● **Passage shown**
========================================

The chain rule behind autoregressive models

← Back to Blog

You’ve heard “autoregressive models factorize the joint distribution” and want a compact, practical explanation of what that means, why it works, and how it connects to training with cross-entropy.

Autoregressive (AR) models look mysterious until you notice they are built on a single, very old identity: the probability chain rule.

The probability chain rule (the whole trick)

For any sequence of random variables $x_{1:n} = (x_1, x_2, \dots, x_n)$ , the joint distribution can always be written as:

p(x_{1:n}) = \prod_{t=1}^{n} p(x_t \mid x_{1:t-1})

This is not an approximation. It is a re-expression of the joint probability using conditional probabilities.

Two immediate consequences:

If you can model the conditionals $p(x_t \mid x_{<t})$ , you can model the full joint $p(x_{1:n})$ .
You get a natural generative procedure: sample $x_1$ , then sample $x_2$ conditioned on $x_1$ , and so on.

That’s the definition of “autoregressive” in this context: the model predicts the next element conditioned on the previous ones.

Why the factorization matters for language models

For text, we typically define $x_t$ as a token (word piece / subword) and train a model to output:

p_\theta(x_t \mid x_{<t})

A transformer language model is essentially a big conditional probability estimator that maps a prefix to a distribution over the next token.

The chain rule turns “model a complicated joint distribution over strings” into “repeat a simpler prediction task many times.”

A tiny concrete example

Consider a three-token sequence: $(x_1, x_2, x_3)$ . The chain rule gives:

p(x_1, x_2, x_3) = p(x_1)\,p(x_2 \mid x_1)\,p(x_3 \mid x_1, x_2)

A slightly more formal derivation

The chain rule follows by repeatedly applying the definition of conditional probability:

p(a \mid b) = \frac{p(a, b)}{p(b)}\quad\Rightarrow\quad p(a, b) = p(a \mid b)\,p(b)

For three variables:

\begin{aligned} p(x_1, x_2, x_3) &= p(x_3 \mid x_1, x_2)\,p(x_1, x_2) \\ &= p(x_3 \mid x_1, x_2)\,p(x_2 \mid x_1)\,p(x_1) \end{aligned}

Generalizing gives:

p(x_{1:n}) = p(x_1)\,\prod_{t=2}^{n} p(x_t \mid x_{1:t-1})

This is the identity autoregressive models exploit.

The model never has to output $p(x_1, x_2, x_3)$ directly. It only needs to output three smaller distributions.

========================================

● **Stated exercise**
Please answer these questions about the chain rule post, numbering each answer to match:
1. According to the post, the chain rule re-expresses the joint probability using what?
2. What does the post call a transformer language model?
3. For the three-token sequence, how many smaller distributions does the model need to output?
You can leave the records aside; they aren't needed.

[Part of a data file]

========================================

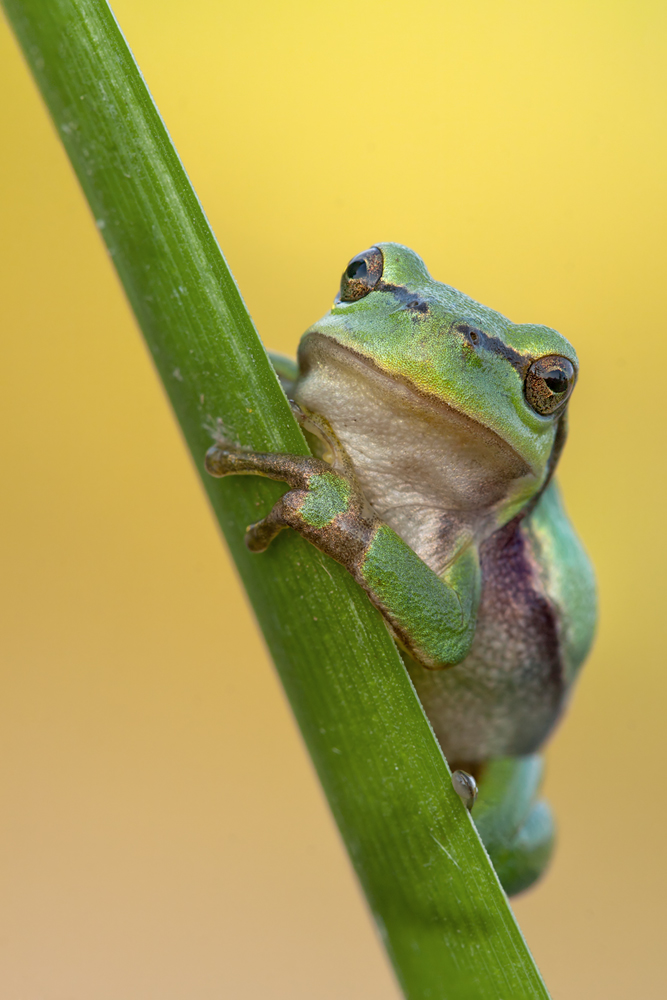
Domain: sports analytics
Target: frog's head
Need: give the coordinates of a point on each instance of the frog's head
(392, 316)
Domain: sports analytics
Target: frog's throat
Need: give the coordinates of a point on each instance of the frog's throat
(440, 478)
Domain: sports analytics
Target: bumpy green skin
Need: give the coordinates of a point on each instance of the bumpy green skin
(433, 487)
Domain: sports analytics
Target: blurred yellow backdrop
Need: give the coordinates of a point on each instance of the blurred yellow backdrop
(162, 833)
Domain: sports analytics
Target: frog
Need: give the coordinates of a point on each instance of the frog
(436, 425)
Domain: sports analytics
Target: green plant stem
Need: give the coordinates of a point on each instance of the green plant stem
(441, 912)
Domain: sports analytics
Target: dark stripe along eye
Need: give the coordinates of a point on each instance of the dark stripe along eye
(361, 275)
(549, 383)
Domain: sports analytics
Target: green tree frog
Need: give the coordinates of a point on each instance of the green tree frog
(436, 426)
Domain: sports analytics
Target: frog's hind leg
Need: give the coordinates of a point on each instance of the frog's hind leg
(516, 826)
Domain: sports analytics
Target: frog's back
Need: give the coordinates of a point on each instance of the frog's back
(534, 629)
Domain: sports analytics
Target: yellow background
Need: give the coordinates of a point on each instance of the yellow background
(162, 834)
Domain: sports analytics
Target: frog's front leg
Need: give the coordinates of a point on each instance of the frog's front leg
(433, 618)
(515, 825)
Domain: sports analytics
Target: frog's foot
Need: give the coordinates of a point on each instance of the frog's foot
(433, 618)
(465, 787)
(324, 504)
(516, 827)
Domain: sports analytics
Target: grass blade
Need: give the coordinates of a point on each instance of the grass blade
(444, 918)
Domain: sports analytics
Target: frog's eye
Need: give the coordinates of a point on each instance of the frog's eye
(361, 275)
(549, 383)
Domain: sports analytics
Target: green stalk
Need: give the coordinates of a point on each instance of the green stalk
(446, 923)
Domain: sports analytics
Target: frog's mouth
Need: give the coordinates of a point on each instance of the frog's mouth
(435, 475)
(343, 376)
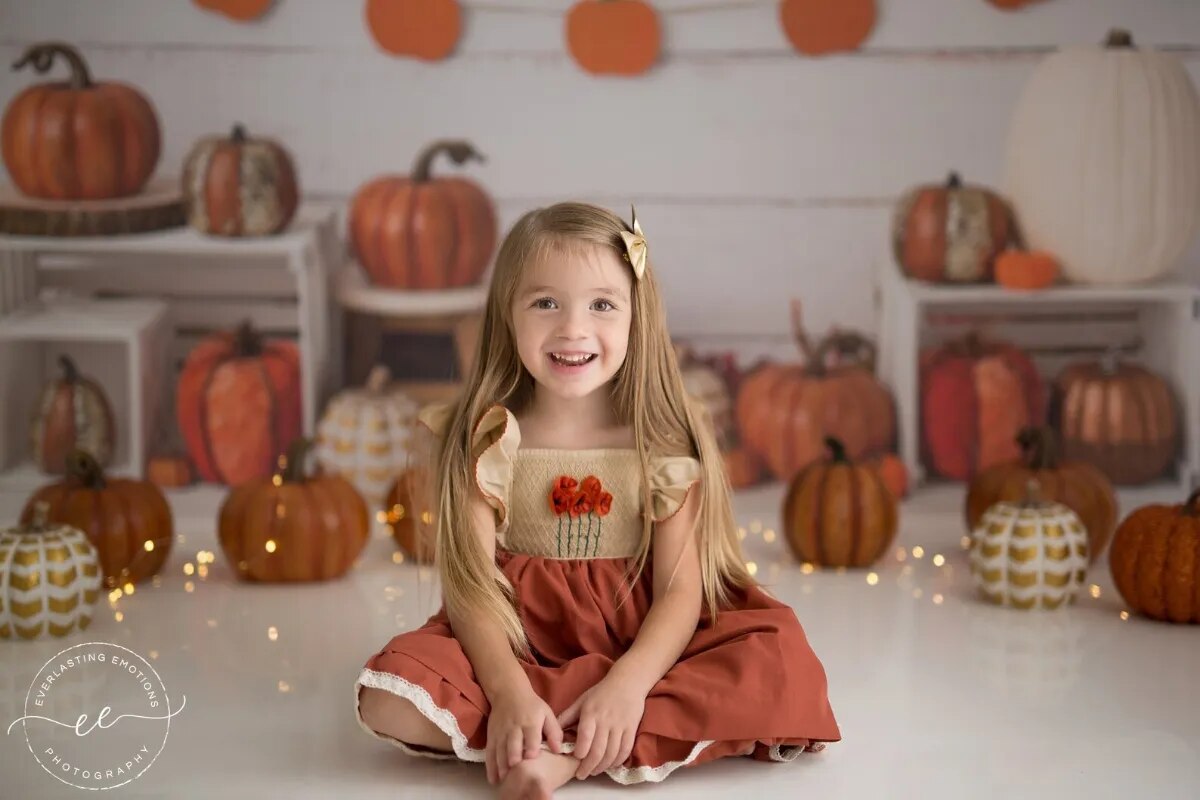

========================================

● **Answer below**
1. Conditional probabilities.
2. Essentially a big conditional probability estimator that maps a prefix to a distribution over the next token.
3. Three.